**Request:** Rewrite every line of the items below, replacing "outline" with "trace" wherever it appears and changing nothing else.
═══ Given data
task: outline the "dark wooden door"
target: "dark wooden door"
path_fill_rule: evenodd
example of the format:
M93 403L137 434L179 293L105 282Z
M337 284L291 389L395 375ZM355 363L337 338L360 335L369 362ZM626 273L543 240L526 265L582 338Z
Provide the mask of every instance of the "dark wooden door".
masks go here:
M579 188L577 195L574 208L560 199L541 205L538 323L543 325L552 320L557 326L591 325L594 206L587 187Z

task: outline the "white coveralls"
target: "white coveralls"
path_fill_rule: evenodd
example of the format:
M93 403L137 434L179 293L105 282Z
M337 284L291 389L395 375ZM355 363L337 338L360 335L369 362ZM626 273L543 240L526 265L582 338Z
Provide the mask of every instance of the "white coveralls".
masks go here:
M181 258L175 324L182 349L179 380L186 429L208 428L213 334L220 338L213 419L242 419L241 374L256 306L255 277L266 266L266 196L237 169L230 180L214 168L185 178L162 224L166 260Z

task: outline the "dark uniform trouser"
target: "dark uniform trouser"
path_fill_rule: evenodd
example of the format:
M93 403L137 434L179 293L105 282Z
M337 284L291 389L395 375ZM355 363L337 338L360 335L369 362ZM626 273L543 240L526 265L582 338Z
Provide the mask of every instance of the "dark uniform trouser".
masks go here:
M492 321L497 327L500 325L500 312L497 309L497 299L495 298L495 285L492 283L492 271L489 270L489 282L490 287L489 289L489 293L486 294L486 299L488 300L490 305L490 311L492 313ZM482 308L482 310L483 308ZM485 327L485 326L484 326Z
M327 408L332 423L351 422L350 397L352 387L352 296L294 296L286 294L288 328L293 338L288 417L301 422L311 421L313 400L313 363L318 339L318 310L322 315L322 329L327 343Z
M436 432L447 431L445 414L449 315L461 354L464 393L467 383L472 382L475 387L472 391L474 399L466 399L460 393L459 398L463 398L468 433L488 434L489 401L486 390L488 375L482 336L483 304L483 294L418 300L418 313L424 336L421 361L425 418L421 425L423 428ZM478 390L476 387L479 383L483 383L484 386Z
══════
**The result:**
task: trace the "dark wooden door"
target: "dark wooden door"
path_fill_rule: evenodd
example of the format:
M93 403L137 434L179 293L105 282Z
M337 284L291 389L395 375ZM355 363L337 338L360 335L369 362ZM626 273L543 240L526 265L582 338Z
Provide the mask of every instance of the "dark wooden door".
masks go here:
M579 188L577 195L574 208L560 199L541 205L538 323L543 325L552 320L557 326L591 325L594 206L587 187Z

task: trace the "white coveralls"
target: "white coveralls"
path_fill_rule: evenodd
example of the format:
M93 403L137 434L179 293L105 282Z
M337 284L291 389L395 375ZM355 363L337 338L360 335L369 362ZM626 273L543 240L526 265L582 338Z
Provide the mask of every instance of the "white coveralls".
masks go here:
M181 258L175 324L182 349L179 380L186 429L208 428L213 334L220 338L213 419L242 419L241 374L256 306L255 277L266 266L266 196L237 169L230 180L214 168L185 178L162 224L166 260Z

task: trace the "dark uniform trouser"
target: "dark uniform trouser"
path_fill_rule: evenodd
example of the format:
M93 403L137 434L179 293L105 282Z
M337 284L291 389L395 375ZM355 363L337 338L360 335L369 362ZM626 273L543 240L526 265L582 338Z
Provide the mask of every instance of the "dark uniform trouser".
masks go here:
M492 321L497 327L500 325L500 312L497 309L497 299L495 298L495 285L492 283L492 271L489 270L489 282L490 287L489 289L489 293L486 294L486 299L488 300L490 305L490 311L492 313ZM482 308L482 310L483 308ZM485 327L485 326L484 326Z
M327 408L332 423L351 422L350 397L352 387L352 296L294 296L286 294L288 328L293 338L288 417L301 422L311 421L313 400L313 363L318 339L318 310L322 315L322 329L327 343Z
M436 432L447 431L445 414L449 315L461 354L464 393L467 383L472 382L475 387L472 391L474 399L466 399L460 393L459 398L463 398L468 433L488 434L489 401L486 390L488 375L482 336L483 304L483 294L418 300L418 313L424 336L421 361L425 418L421 425L423 428ZM478 390L476 387L479 383L483 383L484 386Z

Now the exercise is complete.